(SET EXERCISE 1) Duplicate the entries below, beginning with their first line and ending after the line containing "[0, 46, 53, 153]", both inclusive, and omit the pictures.

KSubsets[A_, B_, k_] := Module[{a, b, s, v, set, bool, instances},
    (* exactly k elements from one of the a sets *)
    a = Or @@ (BooleanCountingFunction[{k}, Length[#]] @@ Thread[s[#]]& /@ A);
    
    (* less than k elements from each of the b sets *)
    b = And @@ (BooleanCountingFunction[k-1, Length[#]] @@ Thread[s[#]]& /@ B);
    
    (* variables *)
    v = BooleanVariables[a && b];
    
    (* exactly k elements *)
    set = BooleanCountingFunction[{k}, Length[v]] @@ v;
    
    (* boolean function *)

(SET EXERCISE 2) Set down the entire KSubsets code above, unchanged.

(ROWS)

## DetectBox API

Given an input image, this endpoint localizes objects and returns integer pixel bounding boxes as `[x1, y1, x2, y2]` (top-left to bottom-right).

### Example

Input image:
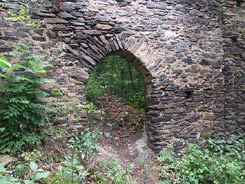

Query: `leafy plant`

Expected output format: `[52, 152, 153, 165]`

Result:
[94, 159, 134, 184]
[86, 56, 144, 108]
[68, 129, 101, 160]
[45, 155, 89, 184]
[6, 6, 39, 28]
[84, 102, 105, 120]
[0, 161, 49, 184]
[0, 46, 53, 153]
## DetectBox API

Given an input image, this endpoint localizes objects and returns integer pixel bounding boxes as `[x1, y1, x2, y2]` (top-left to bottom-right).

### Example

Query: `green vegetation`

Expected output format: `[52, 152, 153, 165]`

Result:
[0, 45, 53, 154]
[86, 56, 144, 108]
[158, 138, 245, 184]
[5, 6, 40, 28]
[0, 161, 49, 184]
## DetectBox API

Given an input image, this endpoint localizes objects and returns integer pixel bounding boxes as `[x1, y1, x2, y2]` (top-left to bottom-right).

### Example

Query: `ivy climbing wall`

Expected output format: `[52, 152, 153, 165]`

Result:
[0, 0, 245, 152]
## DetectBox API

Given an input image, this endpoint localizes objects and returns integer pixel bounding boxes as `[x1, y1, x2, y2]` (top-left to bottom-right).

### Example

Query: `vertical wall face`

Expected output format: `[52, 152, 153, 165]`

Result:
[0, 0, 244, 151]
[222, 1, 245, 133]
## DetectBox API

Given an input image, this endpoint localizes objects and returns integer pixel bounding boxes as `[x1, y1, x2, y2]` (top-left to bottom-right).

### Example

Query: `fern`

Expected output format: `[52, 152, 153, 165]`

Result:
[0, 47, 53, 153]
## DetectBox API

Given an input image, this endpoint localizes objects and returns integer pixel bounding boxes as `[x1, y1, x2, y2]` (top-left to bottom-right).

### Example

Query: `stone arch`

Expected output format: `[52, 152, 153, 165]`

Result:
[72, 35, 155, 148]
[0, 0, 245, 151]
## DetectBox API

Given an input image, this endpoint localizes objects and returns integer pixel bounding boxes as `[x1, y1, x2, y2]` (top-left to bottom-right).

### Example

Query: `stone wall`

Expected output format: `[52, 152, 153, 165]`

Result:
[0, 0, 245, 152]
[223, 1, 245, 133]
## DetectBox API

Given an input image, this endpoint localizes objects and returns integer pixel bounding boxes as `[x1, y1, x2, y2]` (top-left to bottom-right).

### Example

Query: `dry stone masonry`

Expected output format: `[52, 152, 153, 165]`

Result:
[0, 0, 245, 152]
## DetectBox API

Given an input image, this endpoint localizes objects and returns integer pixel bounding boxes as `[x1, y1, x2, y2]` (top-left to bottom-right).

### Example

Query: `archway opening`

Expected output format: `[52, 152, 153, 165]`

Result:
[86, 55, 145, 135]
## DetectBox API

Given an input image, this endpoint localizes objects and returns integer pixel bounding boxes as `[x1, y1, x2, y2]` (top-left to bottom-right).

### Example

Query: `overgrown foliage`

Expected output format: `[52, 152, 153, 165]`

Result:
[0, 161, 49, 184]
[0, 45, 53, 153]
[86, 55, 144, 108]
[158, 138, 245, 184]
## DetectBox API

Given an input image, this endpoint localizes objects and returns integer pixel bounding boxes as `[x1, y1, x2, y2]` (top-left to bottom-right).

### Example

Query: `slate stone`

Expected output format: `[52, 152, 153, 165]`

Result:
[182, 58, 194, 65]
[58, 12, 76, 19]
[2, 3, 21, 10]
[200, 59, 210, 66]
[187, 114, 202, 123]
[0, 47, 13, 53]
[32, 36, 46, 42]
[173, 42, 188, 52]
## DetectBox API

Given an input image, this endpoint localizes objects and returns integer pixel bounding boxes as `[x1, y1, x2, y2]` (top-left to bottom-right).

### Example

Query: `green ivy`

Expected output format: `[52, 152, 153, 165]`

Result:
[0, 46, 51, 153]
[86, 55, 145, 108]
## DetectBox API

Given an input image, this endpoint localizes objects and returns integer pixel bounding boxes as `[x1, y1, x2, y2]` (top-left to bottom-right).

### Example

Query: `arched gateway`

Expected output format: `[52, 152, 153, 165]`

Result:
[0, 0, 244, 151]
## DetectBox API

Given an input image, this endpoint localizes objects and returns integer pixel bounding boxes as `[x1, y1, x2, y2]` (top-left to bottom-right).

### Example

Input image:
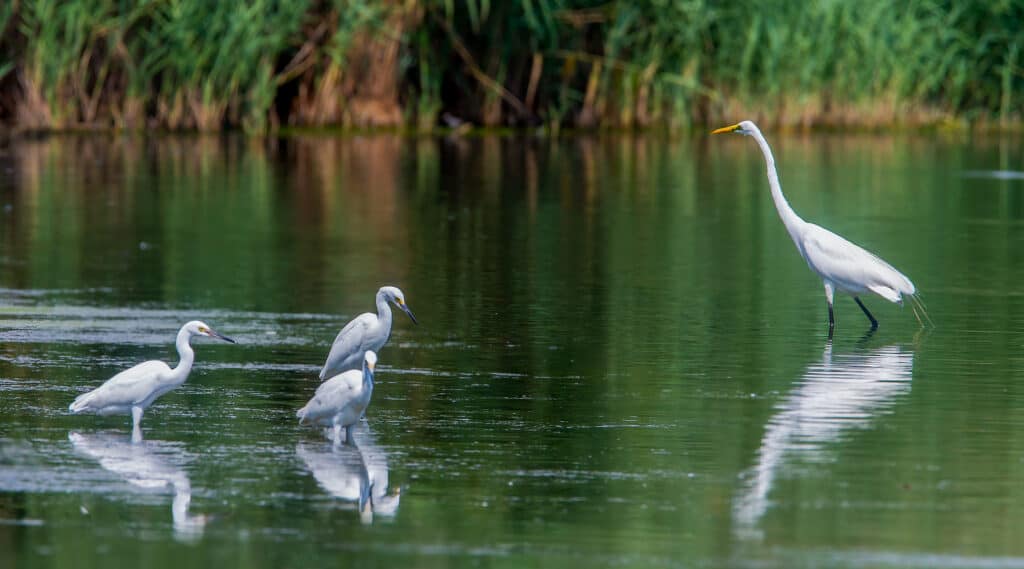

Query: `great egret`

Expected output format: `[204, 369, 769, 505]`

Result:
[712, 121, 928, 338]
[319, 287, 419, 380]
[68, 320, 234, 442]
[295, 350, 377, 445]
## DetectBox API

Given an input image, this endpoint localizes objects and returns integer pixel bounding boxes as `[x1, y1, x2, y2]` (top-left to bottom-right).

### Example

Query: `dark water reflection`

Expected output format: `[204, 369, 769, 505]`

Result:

(SOLUTION 1)
## DetectBox API

Given an input image, this endpoint localizes objects and returns integer pixel bounding boxes as `[x1, y1, x2, y2]` (top-left to bottom-right).

### Example

Input image:

Query: `leafy plant`

Expected output format: `[52, 152, 153, 165]`

Result:
[94, 159, 134, 184]
[86, 56, 144, 108]
[68, 129, 101, 160]
[45, 155, 89, 184]
[6, 6, 39, 28]
[84, 102, 105, 120]
[0, 161, 49, 184]
[0, 46, 53, 153]

(SOLUTION 2)
KSubsets[A_, B_, k_] := Module[{a, b, s, v, set, bool, instances},
    (* exactly k elements from one of the a sets *)
    a = Or @@ (BooleanCountingFunction[{k}, Length[#]] @@ Thread[s[#]]& /@ A);
    
    (* less than k elements from each of the b sets *)
    b = And @@ (BooleanCountingFunction[k-1, Length[#]] @@ Thread[s[#]]& /@ B);
    
    (* variables *)
    v = BooleanVariables[a && b];
    
    (* exactly k elements *)
    set = BooleanCountingFunction[{k}, Length[v]] @@ v;
    
    (* boolean function *)